==== SUPPLIED DATA
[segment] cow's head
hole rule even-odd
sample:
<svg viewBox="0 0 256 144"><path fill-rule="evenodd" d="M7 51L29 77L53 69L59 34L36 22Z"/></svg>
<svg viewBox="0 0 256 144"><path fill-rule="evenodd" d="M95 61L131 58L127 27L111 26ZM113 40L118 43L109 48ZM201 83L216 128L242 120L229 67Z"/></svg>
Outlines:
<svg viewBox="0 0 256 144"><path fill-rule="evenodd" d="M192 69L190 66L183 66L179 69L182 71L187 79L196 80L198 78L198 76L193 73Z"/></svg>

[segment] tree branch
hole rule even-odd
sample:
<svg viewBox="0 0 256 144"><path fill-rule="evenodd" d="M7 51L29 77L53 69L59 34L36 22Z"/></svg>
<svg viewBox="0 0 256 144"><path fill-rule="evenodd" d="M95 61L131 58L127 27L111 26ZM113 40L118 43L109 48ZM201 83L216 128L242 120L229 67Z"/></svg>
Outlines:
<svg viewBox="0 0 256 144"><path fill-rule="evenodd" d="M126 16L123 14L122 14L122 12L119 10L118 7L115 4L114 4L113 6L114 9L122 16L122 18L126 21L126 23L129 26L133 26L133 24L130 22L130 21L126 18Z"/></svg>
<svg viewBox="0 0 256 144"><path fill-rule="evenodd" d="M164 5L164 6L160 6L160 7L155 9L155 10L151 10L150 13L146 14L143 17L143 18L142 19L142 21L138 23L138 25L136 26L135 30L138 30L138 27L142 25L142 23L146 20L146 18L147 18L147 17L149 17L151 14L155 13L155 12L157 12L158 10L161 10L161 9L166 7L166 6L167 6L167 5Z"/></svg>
========
Copy each line of the entries above character for character, without any changes.

[segment] cow's head
hole rule even-odd
sample:
<svg viewBox="0 0 256 144"><path fill-rule="evenodd" d="M7 51L29 77L53 69L59 34L36 22Z"/></svg>
<svg viewBox="0 0 256 144"><path fill-rule="evenodd" d="M95 61L131 58L127 27L111 26ZM113 40L118 43L109 48ZM201 83L216 128L242 120L229 67Z"/></svg>
Outlines:
<svg viewBox="0 0 256 144"><path fill-rule="evenodd" d="M192 69L190 66L183 66L179 69L182 71L187 79L196 80L198 78L198 76L193 73Z"/></svg>

[segment] tree branch
hole rule even-odd
sample:
<svg viewBox="0 0 256 144"><path fill-rule="evenodd" d="M7 51L29 77L53 69L59 34L36 22Z"/></svg>
<svg viewBox="0 0 256 144"><path fill-rule="evenodd" d="M95 61L131 58L127 27L111 26ZM113 40L118 43L109 48ZM201 83L216 128L242 120L229 67Z"/></svg>
Outlines:
<svg viewBox="0 0 256 144"><path fill-rule="evenodd" d="M126 16L123 14L122 14L122 12L119 10L118 7L115 4L114 4L113 6L114 9L122 16L122 18L126 21L126 23L129 26L133 26L133 24L130 22L130 21L126 18Z"/></svg>
<svg viewBox="0 0 256 144"><path fill-rule="evenodd" d="M164 5L164 6L160 6L160 7L155 9L155 10L151 10L150 13L146 14L143 17L143 18L142 19L142 21L138 23L138 25L136 26L135 30L138 30L138 27L142 25L142 23L146 20L146 18L147 18L147 17L149 17L151 14L155 13L155 12L157 12L158 10L161 10L161 9L166 7L166 6L167 6L167 5Z"/></svg>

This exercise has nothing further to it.